▸ **Given exercise**
Can you reproduce word for word the lines of the listing below, starting at the line containing "tractor fender, one" and ending at the line containing "point(372, 185)"? Include both of those lines and nothing else.

** BEGIN **

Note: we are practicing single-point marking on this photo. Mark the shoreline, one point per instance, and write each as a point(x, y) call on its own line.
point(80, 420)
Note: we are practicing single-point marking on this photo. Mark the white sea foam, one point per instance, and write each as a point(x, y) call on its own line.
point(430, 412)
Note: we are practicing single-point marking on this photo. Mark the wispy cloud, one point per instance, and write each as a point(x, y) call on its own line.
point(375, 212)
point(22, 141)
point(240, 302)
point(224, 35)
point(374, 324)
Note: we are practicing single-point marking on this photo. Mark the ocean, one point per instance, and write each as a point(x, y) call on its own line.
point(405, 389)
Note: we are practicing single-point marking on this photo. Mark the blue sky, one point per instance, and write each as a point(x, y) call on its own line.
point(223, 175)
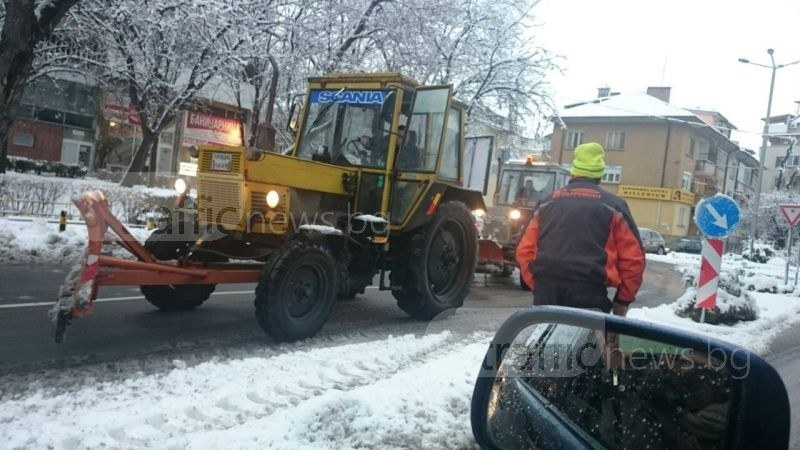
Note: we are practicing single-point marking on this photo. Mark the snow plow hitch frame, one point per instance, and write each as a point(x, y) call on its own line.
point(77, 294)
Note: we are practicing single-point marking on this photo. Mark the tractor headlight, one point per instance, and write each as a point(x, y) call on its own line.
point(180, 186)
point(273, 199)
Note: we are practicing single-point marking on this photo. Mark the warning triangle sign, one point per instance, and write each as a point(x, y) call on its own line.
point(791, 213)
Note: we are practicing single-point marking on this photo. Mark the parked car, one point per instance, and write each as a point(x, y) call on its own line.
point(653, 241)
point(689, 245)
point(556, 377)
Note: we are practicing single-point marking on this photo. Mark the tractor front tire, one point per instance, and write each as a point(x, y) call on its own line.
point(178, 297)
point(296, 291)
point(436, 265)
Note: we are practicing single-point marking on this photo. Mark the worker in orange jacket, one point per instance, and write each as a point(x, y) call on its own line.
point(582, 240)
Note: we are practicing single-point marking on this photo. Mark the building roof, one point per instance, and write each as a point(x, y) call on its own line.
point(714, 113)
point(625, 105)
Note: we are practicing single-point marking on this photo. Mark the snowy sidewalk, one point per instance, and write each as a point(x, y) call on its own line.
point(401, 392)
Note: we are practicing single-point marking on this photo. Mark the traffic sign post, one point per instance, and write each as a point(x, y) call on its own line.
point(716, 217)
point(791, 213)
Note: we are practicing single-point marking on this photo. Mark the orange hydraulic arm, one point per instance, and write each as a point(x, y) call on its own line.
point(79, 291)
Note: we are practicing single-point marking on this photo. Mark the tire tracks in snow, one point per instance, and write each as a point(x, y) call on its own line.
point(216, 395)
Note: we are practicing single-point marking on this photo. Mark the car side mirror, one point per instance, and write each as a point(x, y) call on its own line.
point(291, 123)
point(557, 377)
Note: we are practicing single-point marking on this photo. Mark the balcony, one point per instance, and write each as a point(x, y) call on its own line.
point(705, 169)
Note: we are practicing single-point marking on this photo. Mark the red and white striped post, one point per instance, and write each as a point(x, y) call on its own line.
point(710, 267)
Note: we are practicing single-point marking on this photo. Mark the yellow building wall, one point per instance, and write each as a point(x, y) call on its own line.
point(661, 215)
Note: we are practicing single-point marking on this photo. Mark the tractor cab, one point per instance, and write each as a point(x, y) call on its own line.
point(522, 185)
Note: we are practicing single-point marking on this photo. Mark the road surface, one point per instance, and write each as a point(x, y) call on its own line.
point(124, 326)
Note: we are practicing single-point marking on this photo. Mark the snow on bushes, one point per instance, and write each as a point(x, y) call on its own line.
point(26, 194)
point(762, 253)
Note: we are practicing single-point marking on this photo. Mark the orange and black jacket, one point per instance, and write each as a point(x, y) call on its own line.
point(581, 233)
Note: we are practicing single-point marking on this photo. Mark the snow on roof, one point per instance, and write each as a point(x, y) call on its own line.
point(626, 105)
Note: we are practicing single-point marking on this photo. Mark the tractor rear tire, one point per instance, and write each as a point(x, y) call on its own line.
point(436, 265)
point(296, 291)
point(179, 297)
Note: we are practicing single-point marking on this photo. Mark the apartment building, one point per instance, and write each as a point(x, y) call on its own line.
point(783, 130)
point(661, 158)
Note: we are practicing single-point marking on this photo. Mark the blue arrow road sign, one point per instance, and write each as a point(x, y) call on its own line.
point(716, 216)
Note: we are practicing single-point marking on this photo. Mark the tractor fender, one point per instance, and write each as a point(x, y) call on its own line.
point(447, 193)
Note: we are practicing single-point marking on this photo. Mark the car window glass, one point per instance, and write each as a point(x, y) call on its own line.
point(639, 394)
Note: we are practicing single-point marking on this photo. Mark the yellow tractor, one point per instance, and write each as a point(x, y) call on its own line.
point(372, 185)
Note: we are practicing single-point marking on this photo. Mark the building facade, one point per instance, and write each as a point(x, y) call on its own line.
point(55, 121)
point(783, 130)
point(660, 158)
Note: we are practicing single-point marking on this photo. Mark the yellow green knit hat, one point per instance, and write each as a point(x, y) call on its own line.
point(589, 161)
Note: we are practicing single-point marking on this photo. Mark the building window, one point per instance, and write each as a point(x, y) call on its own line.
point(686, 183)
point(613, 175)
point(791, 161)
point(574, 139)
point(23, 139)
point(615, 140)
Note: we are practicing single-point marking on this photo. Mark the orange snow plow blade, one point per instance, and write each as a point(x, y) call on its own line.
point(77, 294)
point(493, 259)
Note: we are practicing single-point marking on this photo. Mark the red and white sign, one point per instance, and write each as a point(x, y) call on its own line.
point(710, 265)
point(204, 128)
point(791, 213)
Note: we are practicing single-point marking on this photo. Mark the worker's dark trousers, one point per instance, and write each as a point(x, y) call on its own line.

** END **

▸ **Exercise result**
Note: we are practicing single-point marking on this photo. Mark the tractor fender, one point per instance, and write each as a point(x, y) call on its own line.
point(447, 193)
Note: we are practicing single-point marking on this photo. Mark the car window glass, one point per instance, and write each as a point(x, y) call on its own line.
point(639, 394)
Note: we are practicing single-point marking on this photo. Mark the yellow tractor, one point per instance, and write each as a point(x, y) call on its own line.
point(372, 185)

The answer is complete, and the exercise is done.